## What you will do
Copy each line exactly.

## Exercise material
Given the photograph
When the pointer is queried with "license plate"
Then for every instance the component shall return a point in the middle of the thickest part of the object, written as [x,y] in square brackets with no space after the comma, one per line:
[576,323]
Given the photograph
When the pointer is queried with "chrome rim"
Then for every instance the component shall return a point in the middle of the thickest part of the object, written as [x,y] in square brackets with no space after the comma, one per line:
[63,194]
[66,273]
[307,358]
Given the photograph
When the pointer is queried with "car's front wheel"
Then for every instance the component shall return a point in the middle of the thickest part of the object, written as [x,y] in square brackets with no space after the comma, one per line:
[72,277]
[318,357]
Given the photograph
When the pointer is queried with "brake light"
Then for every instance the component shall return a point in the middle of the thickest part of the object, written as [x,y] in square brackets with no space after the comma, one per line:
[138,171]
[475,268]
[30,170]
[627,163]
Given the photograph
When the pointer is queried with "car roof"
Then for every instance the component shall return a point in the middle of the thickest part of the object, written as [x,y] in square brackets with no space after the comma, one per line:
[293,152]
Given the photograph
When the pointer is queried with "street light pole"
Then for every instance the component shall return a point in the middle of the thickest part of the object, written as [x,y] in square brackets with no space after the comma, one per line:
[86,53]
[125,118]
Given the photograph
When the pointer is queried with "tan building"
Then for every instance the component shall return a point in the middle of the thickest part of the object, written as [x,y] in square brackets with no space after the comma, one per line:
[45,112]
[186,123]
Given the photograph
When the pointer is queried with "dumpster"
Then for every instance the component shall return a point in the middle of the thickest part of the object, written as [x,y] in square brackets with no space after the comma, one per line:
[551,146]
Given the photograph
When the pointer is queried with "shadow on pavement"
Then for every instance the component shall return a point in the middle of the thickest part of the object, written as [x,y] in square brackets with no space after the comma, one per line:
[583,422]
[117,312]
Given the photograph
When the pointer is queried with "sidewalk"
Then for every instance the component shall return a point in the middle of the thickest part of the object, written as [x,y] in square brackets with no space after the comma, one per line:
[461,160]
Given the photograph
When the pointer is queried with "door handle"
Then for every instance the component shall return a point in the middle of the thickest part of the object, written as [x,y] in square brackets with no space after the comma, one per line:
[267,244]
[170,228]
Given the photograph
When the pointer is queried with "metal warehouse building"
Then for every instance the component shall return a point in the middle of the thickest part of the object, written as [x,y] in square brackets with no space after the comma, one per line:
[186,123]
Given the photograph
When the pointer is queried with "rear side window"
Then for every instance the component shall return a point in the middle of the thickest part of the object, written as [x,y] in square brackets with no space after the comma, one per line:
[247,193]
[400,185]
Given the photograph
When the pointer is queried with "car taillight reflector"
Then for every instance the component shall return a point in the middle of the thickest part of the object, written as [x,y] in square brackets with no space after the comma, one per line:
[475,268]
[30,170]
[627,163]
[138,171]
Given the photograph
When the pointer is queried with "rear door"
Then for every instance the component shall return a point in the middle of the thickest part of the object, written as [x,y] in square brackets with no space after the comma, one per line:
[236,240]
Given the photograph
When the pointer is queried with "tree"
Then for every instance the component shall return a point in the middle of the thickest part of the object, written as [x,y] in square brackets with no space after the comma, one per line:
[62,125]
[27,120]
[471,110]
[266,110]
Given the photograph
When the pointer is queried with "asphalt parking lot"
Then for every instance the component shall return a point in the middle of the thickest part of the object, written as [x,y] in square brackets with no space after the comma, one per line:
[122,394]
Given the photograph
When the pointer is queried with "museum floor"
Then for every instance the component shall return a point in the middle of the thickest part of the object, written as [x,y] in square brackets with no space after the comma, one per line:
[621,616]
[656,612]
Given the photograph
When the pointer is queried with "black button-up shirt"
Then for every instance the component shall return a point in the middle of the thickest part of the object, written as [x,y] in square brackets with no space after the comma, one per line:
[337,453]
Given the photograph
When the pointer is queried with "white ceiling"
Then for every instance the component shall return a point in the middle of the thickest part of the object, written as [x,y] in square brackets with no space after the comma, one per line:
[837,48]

## Response to the task
Given the photograph
When the pointer is queried with "license plate"
Then for every instance the component shall return a point in the middle of the thickest part of the object, written as [x,y] in square brackets with no space after the comma, one per line:
[576,323]
Given the photograph
When the pointer is queried with "chrome rim"
Then for every instance the component shall return a point in the middle of the thickest part of the object, written as [x,y] in square brackets with no space after the comma, one per line:
[63,194]
[66,273]
[307,358]
Given the photograph
When the pointer is queried with "car's front wheel"
Then for every instance the component shall return a point in the middle of the thickest part of the object, written as [x,y] in square brackets with no space after the comma, one per line:
[72,277]
[318,357]
Given the photograph
When the pointer is queried with "brake light"
Then for every instance the component shall return a point in the middle of the thickest part of the object, written as [x,y] in square brackets with no space after the comma, one per line:
[138,171]
[475,268]
[30,170]
[627,163]
Given the photograph
When the pointer is queried with "car roof"
Then for every instance the component shall return a point in the middle of the thickest part of the object, written as [x,y] in square brackets with no space after the comma, one per line:
[293,152]
Given the photograph
When the pointer is queried with "street light pole"
Then for every instance the component shall return a point in the middle of the thickest part of the object, written as [x,y] in square brackets with no space after the comma, one per line:
[86,53]
[125,118]
Given the photograph
When the pointer is queried with "tan building"
Then for every instance the component shall return a point in the middle of the thickest part of the object, written as [x,y] in square brackets with no space after the comma, one per line:
[45,112]
[186,123]
Given the photograph
When the pointer is queried with "dumpster"
Then for every instance the component shall return a point in the middle of the thickest part of the object, written as [x,y] in square brackets with no space after the comma, one per line:
[551,146]
Given the photograph
When the pointer is queried with "shadow on pavement"
Then for every instance the component shall return a point in the middle of the thickest part of the object, written as [x,y] in square brackets with no space after the comma, one per line:
[583,422]
[117,312]
Given the photograph
When the pointer is queried with "sidewalk"
Then for every instance the component shall return a point in the middle of the thickest part of the object, written as [x,y] in square brackets with no space after the comma, one per line:
[461,160]
Given the photograph
When the pointer is queried with "door handle"
Then for every instance the component shall return a point in the middle of the thickest part of the object, written as [x,y] in square brackets with no space after the comma, one per line:
[267,244]
[170,228]
Given the photograph
When the pointer is queried with "metal warehouse building"
Then for every instance the component shall return a point in the middle of the thickest part of the object, written as [x,y] in square brackets with no space after the comma, one per line:
[186,123]
Given the photograph
When the pointer is queried with "rear side window"
Then for every instance the component shall return a point in the middle of the thickest part of the object, written as [x,y] in square brackets with no space after the comma, one per line:
[247,193]
[400,185]
Given the photograph
When the pointer is queried with "car taillight reflector"
Then for every instance the component shall return a point in the middle of the thickest part of the object, written as [x,y] in square brackets with no space after the comma, one per line:
[475,268]
[30,170]
[627,163]
[138,171]
Given the photograph
When the pointer is queried with "rear door"
Then for every instance the component shall return a point in the middle of the thickest part of the object, written as [x,y] in square brackets with no space after the comma, one per line:
[236,240]
Given the photograph
When the pointer is queried with "tree"
Then for every instance the component shall return a point in the middle of the thickest part of the object, written as [x,y] in square brackets with no space after the comma, one per line:
[62,125]
[27,120]
[471,110]
[266,110]
Given the photograph
When the pointer is queried with "asphalt parking lot"
Then for every instance the component shall return a point in the middle of the thickest part of the object, written as [x,y] in square brackets with no space after the comma, one per line:
[122,394]
Given the photograph
When the pointer is queried with "museum floor"
Then for every instance the component shall return a point in the middle of the thickest part of the object, written as [x,y] in square brackets with no space after the comma, one per line:
[621,616]
[656,612]
Given the photograph
When the pointer is queried with "black button-up shirt"
Then for every instance the component shall return a point in the middle of the thickest part of the object, written as [x,y] in square brackets with no space after the comma, one per line:
[337,453]
Given the photograph
When the pointer is queried with "white ceiling"
Then for every instance the component shall return a point in the middle of the thickest part of the object, written as [x,y] in square brackets with no space after the comma, one per line:
[837,48]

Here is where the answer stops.